THE PROBLEM: Reproduce the following rows exactly as they appear, without changing anything.

* Start RAW RECORDS *

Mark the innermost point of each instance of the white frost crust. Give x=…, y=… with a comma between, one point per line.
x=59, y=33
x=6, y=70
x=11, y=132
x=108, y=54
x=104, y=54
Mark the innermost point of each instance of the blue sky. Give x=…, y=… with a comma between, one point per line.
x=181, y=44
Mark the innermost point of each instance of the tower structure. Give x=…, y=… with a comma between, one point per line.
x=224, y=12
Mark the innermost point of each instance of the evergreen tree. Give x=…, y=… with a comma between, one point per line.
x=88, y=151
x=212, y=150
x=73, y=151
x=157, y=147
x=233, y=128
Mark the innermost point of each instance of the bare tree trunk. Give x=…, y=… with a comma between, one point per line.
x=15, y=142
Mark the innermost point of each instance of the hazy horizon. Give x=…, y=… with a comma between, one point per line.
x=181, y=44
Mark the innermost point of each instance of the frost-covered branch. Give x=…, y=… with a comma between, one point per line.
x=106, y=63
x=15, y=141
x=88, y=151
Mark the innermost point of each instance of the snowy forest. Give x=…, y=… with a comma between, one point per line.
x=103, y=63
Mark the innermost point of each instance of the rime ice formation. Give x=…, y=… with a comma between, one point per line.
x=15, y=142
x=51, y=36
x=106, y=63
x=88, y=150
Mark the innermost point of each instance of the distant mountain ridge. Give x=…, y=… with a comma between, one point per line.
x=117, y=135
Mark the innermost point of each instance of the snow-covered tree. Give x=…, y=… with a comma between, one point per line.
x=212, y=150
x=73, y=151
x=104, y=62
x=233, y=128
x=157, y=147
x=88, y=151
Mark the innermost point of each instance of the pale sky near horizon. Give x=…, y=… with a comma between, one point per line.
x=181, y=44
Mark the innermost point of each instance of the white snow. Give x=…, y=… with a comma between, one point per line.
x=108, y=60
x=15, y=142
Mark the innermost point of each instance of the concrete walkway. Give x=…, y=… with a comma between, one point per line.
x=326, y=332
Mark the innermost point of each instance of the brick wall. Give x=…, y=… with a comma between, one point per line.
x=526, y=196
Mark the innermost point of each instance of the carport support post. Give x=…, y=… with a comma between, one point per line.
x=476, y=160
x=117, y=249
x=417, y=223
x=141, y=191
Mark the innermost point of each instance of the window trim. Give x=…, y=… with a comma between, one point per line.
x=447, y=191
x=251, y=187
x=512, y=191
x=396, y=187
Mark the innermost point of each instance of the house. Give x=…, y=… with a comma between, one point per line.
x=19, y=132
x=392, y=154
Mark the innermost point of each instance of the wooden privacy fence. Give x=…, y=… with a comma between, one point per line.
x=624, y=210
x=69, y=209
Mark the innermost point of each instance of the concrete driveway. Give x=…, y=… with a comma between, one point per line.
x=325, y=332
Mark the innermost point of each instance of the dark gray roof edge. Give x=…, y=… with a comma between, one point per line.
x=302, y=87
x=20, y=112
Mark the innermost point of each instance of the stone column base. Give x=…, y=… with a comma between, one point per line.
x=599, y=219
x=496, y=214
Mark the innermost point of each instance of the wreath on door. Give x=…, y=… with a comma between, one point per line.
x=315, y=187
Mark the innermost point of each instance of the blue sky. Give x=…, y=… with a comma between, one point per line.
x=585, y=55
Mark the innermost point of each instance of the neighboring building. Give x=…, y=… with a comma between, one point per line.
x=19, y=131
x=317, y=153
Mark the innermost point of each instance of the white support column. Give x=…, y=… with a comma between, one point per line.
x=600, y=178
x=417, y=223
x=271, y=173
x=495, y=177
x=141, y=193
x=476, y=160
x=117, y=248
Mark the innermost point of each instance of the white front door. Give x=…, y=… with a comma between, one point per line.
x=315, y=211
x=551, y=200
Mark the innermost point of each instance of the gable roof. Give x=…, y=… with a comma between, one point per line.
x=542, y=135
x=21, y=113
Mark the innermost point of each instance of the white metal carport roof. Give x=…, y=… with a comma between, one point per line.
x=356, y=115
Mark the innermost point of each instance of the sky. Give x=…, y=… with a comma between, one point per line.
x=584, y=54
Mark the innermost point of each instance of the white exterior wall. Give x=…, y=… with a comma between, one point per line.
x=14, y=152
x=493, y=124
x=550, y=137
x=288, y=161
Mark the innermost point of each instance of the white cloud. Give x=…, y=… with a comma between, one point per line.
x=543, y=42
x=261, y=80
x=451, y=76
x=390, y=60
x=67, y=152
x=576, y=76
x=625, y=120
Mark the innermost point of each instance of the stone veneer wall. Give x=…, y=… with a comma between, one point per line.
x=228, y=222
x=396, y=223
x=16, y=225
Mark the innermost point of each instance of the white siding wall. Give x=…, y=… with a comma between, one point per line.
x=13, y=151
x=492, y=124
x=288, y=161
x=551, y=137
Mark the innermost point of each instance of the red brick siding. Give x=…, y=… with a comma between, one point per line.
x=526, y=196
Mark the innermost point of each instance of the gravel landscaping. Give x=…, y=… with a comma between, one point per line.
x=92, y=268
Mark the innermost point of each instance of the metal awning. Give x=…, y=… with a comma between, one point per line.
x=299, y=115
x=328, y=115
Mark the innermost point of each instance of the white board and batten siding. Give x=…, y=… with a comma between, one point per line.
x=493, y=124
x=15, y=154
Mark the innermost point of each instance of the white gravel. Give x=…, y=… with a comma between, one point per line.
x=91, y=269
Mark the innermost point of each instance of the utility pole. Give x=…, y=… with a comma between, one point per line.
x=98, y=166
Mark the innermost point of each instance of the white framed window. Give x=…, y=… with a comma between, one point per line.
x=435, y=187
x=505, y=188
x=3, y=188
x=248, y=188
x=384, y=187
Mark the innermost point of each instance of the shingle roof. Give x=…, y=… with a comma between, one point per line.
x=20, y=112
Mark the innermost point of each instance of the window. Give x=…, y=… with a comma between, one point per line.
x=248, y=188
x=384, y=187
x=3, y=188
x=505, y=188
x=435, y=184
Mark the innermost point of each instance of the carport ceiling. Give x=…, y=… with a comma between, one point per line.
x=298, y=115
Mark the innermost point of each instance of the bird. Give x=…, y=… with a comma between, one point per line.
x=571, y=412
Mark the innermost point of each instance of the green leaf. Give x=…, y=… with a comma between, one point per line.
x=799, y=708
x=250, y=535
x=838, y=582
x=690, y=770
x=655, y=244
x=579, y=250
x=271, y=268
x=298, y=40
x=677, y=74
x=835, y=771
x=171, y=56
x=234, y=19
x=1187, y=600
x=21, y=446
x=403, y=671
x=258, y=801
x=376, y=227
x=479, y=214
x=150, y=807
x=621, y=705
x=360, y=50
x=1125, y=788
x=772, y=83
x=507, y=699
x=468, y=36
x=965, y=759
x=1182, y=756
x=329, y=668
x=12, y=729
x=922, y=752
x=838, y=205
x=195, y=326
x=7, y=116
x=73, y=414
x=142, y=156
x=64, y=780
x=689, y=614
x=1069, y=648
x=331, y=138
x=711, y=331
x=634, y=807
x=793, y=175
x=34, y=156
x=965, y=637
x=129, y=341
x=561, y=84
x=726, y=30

* End RAW RECORDS *

OUTPUT BELOW:
Mark the innermost point of each instance of the white frost crust. Give x=…, y=… with a comma between, one point per line.
x=59, y=33
x=6, y=70
x=11, y=132
x=108, y=54
x=104, y=54
Mark the innermost point of each instance of the blue sky. Give x=…, y=… with a comma between, one point per line.
x=181, y=44
Mark the innermost point of each instance of the tower structure. Give x=…, y=… with a comma between, one point per line.
x=224, y=12
Mark the innermost point of each instance of the evergreen tree. Give x=…, y=… with a comma between, one point per line.
x=88, y=151
x=212, y=150
x=73, y=151
x=157, y=147
x=233, y=128
Mark the innermost point of each instance of the bare tree trunk. Give x=…, y=… with a comma between, one point per line.
x=15, y=142
Mark the innermost point of each instance of the hazy horizon. Give x=…, y=… with a comma between, one point per line.
x=181, y=44
Mark the innermost point of each instance of the frost-covered branch. Give x=…, y=… with a comma between, one point per line.
x=106, y=63
x=15, y=141
x=88, y=151
Mark the innermost point of each instance of the snowy forest. Give x=…, y=… with a comma between, one point per line.
x=103, y=63
Mark the innermost point of each instance of the rime ice formation. Give x=…, y=… with a comma between, one point per line.
x=15, y=142
x=51, y=36
x=106, y=63
x=88, y=150
Mark the innermost point of each instance of the distant mountain ridge. Give x=…, y=… with a comma between, one point per line.
x=117, y=135
Mark the innermost point of each instance of the snow-covered tree. Give x=…, y=… with a comma between, one point per line.
x=212, y=150
x=73, y=151
x=104, y=62
x=233, y=128
x=157, y=147
x=88, y=151
Mark the innermost point of each instance of the pale sky near horizon. Give x=…, y=… with a comma between, one point per line.
x=181, y=44
Mark the innermost point of each instance of the white snow. Give x=…, y=… with a comma between, one point per line.
x=108, y=60
x=15, y=142
Mark the innermost point of each instance of the concrete walkway. Give x=…, y=… with a comma between, one point per line.
x=326, y=332
Mark the innermost point of each instance of the brick wall. Give x=…, y=… with a comma between, one point per line.
x=526, y=196
Mark the innermost point of each instance of the carport support post. Give x=…, y=… with a comma between, one point per line.
x=476, y=160
x=117, y=249
x=417, y=223
x=141, y=191
Mark the innermost point of each instance of the window trim. Give x=…, y=… with a comma between, one point per line.
x=447, y=191
x=251, y=187
x=512, y=191
x=396, y=187
Mark the innermost point of each instance of the house. Give x=…, y=… with a comma between, one point per line.
x=19, y=132
x=392, y=154
Mark the innermost point of each instance of the wooden privacy fence. Give x=…, y=… with a comma between, one point per line.
x=624, y=210
x=69, y=209
Mark the innermost point of each instance of the concrete driveway. Give x=…, y=… with a comma between, one point per line.
x=325, y=332
Mark the innermost point of each instance of the dark gray roof edge. Give x=…, y=… with a comma between, one point per line.
x=302, y=87
x=20, y=112
Mark the innermost point of each instance of the stone column base. Give x=…, y=… with a comma between, one point per line.
x=599, y=219
x=496, y=214
Mark the innermost point of each instance of the wreath on door. Give x=…, y=… with a comma between, one point per line.
x=315, y=187
Mark the innermost point of each instance of the blue sky. Give x=…, y=… with a comma between, one point per line.
x=585, y=55
Mark the innermost point of each instance of the neighboring building. Give x=…, y=… with a comma between, one point per line.
x=19, y=131
x=317, y=153
Mark the innermost point of each instance of the white support column. Give x=…, y=… with a comma between, one point per line.
x=600, y=178
x=417, y=223
x=271, y=173
x=495, y=177
x=141, y=193
x=476, y=160
x=117, y=248
Mark the innermost point of each instance of the white front door. Give x=…, y=… with a comma between, one point per line.
x=315, y=211
x=551, y=200
Mark the innermost point of each instance of the gable roof. Give x=…, y=… with a comma between, one point per line.
x=542, y=135
x=21, y=113
Mark the innermost point of each instance of the white metal carport roof. Give x=…, y=… with a comma between, one point per line.
x=356, y=115
Mark the innermost point of each instance of the sky. Give x=…, y=… with a comma between, one point per line.
x=584, y=54
Mark the innermost point of each instance of the white exterior wall. Give x=…, y=… with a comma between, one point per line.
x=14, y=152
x=493, y=124
x=550, y=137
x=288, y=161
Mark the innermost point of each instance of the white cloud. Give x=…, y=… with a comma between, one point per line.
x=543, y=42
x=261, y=80
x=451, y=76
x=390, y=60
x=67, y=152
x=576, y=76
x=625, y=120
Mark the innermost point of each instance of the stone veneer wall. Give x=…, y=… with a comma between, one point per line.
x=228, y=222
x=396, y=223
x=16, y=225
Mark the innermost point of each instance of the white siding wall. Give x=…, y=… with a comma between, one point per line.
x=13, y=151
x=492, y=124
x=288, y=161
x=551, y=137
Mark the innermost point of each instance of the red brick siding. Give x=…, y=… with a comma between, one point per line.
x=526, y=196
Mark the innermost point of each instance of the gravel landscaping. Give x=…, y=… with a comma between, one point per line.
x=92, y=268
Mark the innermost point of each instance of the metal awning. Give x=…, y=… with a comma between, one point per line.
x=299, y=115
x=328, y=115
Mark the innermost point of each instance of the white board and batten siding. Give x=…, y=… with a comma between, one point per line.
x=493, y=124
x=15, y=154
Mark the innermost point of each instance of the white gravel. Give x=…, y=… with a comma between, one point per line.
x=91, y=269
Mark the innermost point of each instance of the utility pole. Give x=…, y=… with a comma between, one point per line.
x=98, y=166
Mark the innermost point of each instance of the white framed window. Give x=…, y=… with a comma between, one point per line.
x=435, y=187
x=505, y=188
x=3, y=188
x=248, y=188
x=384, y=187
Mark the innermost point of each instance of the shingle roof. Give x=…, y=… with a comma between, one point per line.
x=20, y=112
Mark the innermost point of each instance of the window. Give x=…, y=… with a comma between, one point per line.
x=248, y=188
x=384, y=187
x=3, y=188
x=505, y=188
x=435, y=184
Mark the innermost point of each instance of the carport ceiling. Give x=…, y=… with a comma between, one point per line.
x=298, y=115
Mark the innermost point of each instance of the bird. Give x=…, y=… with a comma between, one point per line.
x=571, y=412
Mark the innermost point of each instance of the green leaf. Give x=…, y=… with a comma between, one point per line.
x=799, y=708
x=250, y=535
x=838, y=582
x=690, y=770
x=655, y=244
x=579, y=250
x=271, y=268
x=298, y=40
x=677, y=74
x=835, y=771
x=171, y=56
x=234, y=19
x=1187, y=600
x=21, y=446
x=403, y=671
x=258, y=801
x=376, y=227
x=479, y=214
x=150, y=807
x=621, y=705
x=360, y=50
x=1125, y=788
x=772, y=83
x=507, y=699
x=468, y=36
x=965, y=759
x=1182, y=756
x=329, y=668
x=12, y=729
x=922, y=752
x=838, y=205
x=195, y=326
x=7, y=116
x=73, y=414
x=142, y=156
x=64, y=780
x=689, y=614
x=1069, y=648
x=331, y=138
x=711, y=331
x=634, y=807
x=793, y=175
x=34, y=156
x=965, y=637
x=129, y=341
x=561, y=84
x=726, y=30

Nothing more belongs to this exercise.